"""
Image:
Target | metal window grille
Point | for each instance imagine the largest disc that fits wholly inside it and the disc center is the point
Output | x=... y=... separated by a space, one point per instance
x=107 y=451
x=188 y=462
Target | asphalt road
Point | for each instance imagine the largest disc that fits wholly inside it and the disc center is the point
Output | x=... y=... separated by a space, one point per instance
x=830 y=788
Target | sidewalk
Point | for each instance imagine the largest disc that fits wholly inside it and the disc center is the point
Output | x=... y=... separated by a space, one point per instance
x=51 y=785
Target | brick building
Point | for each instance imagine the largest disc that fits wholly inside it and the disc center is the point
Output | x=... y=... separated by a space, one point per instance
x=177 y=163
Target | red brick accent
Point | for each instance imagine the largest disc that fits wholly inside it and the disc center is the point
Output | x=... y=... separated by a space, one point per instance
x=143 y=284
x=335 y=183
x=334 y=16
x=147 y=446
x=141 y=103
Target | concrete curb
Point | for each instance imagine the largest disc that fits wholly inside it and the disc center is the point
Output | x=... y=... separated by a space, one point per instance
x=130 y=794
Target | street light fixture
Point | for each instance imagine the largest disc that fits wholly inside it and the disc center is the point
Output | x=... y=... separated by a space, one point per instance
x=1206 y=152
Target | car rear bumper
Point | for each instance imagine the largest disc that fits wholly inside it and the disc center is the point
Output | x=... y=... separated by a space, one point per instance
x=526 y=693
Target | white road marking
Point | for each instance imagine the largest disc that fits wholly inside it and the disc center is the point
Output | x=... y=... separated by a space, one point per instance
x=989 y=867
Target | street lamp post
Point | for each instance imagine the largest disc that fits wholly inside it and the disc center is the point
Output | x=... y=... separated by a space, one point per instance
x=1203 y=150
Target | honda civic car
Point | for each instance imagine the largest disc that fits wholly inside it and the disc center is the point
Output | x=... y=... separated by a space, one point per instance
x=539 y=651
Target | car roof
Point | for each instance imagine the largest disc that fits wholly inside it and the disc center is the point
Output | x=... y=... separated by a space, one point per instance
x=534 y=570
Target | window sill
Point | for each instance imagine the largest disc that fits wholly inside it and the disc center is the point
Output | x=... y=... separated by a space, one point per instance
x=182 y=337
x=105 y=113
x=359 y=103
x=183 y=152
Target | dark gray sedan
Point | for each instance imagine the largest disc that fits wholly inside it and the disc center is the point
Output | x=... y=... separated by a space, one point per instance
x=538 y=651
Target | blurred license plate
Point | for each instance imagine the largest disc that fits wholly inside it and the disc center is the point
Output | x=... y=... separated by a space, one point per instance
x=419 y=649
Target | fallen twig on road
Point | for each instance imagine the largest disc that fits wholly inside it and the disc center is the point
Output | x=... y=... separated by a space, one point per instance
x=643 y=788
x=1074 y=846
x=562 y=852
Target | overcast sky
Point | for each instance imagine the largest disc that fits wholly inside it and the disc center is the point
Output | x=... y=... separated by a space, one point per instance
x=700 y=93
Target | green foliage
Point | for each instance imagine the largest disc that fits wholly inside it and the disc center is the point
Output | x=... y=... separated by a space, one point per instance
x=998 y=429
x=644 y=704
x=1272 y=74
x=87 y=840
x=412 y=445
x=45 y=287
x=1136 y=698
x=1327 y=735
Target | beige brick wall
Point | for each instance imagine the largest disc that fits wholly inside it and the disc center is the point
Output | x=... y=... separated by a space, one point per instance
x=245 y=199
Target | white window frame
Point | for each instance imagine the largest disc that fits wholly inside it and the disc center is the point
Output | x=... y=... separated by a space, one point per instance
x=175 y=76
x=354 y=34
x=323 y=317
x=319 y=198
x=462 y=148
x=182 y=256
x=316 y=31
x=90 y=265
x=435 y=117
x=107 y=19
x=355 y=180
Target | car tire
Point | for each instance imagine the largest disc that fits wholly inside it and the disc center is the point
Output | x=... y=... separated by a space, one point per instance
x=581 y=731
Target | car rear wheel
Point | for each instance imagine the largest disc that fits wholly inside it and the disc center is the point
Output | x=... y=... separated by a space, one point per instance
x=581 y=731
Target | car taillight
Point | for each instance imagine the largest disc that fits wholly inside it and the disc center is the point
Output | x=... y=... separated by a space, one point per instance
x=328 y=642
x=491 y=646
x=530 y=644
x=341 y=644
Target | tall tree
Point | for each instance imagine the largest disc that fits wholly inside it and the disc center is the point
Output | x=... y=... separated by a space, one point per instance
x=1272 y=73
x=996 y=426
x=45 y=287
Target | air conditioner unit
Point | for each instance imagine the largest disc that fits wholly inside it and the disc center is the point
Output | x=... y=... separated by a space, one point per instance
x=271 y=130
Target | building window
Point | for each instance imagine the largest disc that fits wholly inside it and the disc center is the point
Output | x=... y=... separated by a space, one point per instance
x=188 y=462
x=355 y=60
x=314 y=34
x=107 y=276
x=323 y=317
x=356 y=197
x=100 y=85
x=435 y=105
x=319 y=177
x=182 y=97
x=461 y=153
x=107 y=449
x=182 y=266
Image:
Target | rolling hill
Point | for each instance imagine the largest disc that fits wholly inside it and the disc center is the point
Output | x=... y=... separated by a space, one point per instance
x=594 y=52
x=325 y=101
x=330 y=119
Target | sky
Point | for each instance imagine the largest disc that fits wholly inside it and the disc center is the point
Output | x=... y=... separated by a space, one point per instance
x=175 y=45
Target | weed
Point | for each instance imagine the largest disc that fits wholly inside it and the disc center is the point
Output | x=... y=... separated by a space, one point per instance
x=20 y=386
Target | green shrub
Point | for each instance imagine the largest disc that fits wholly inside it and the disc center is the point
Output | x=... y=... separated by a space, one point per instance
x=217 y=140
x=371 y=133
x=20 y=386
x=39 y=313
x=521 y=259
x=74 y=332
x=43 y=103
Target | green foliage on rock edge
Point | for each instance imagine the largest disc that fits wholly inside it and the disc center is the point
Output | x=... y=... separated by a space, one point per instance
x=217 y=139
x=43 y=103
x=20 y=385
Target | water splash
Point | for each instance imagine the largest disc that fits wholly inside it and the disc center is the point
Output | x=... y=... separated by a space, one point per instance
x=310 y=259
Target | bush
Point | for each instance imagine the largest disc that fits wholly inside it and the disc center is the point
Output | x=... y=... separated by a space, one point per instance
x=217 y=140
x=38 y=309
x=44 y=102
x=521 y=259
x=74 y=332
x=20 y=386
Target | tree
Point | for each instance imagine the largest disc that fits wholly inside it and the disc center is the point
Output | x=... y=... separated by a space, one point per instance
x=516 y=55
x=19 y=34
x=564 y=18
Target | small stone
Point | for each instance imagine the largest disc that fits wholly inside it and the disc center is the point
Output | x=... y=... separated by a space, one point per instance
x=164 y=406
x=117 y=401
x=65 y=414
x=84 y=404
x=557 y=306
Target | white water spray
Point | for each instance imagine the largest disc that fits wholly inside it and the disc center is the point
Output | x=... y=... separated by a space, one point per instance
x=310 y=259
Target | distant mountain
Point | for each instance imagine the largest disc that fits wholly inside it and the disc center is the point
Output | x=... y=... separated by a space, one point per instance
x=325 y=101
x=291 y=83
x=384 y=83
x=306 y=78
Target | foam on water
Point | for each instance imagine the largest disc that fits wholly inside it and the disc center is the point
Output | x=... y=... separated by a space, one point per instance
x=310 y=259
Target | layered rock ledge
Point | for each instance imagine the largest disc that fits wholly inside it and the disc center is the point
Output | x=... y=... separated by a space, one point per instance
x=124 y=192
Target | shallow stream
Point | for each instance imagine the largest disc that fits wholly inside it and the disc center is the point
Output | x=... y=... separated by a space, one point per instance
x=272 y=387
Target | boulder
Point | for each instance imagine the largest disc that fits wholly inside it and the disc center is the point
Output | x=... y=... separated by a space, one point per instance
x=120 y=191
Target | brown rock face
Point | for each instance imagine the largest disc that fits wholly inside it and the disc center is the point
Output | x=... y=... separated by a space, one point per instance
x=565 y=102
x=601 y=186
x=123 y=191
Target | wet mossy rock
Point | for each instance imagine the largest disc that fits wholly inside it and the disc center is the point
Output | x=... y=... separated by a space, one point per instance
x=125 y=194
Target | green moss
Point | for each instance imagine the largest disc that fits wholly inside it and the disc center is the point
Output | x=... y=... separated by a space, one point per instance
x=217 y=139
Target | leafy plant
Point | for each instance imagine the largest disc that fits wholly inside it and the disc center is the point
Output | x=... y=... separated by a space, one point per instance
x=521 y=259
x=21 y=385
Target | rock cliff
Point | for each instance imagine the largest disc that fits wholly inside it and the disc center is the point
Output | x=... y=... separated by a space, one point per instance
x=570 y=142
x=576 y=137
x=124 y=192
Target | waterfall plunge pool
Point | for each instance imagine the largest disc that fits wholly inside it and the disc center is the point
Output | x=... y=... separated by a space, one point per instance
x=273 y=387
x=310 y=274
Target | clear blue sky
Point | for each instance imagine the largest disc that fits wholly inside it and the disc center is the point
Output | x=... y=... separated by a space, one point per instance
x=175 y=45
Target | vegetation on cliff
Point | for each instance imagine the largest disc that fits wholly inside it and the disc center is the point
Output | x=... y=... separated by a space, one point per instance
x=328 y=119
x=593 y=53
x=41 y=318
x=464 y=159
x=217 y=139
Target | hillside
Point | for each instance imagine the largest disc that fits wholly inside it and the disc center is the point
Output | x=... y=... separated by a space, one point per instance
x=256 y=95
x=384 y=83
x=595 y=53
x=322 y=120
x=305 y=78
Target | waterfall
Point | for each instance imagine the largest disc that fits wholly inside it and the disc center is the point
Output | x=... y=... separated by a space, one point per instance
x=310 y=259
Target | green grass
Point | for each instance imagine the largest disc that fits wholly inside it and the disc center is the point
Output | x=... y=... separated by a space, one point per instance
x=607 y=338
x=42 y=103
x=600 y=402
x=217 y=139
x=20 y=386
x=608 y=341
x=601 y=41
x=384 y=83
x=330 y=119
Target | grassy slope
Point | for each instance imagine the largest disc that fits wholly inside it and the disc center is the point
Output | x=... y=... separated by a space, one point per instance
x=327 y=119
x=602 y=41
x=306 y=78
"""
*Task details:* Each line that has the word "rock" counts once. How many such lines are in the data? Give the number alone.

*Result:* 5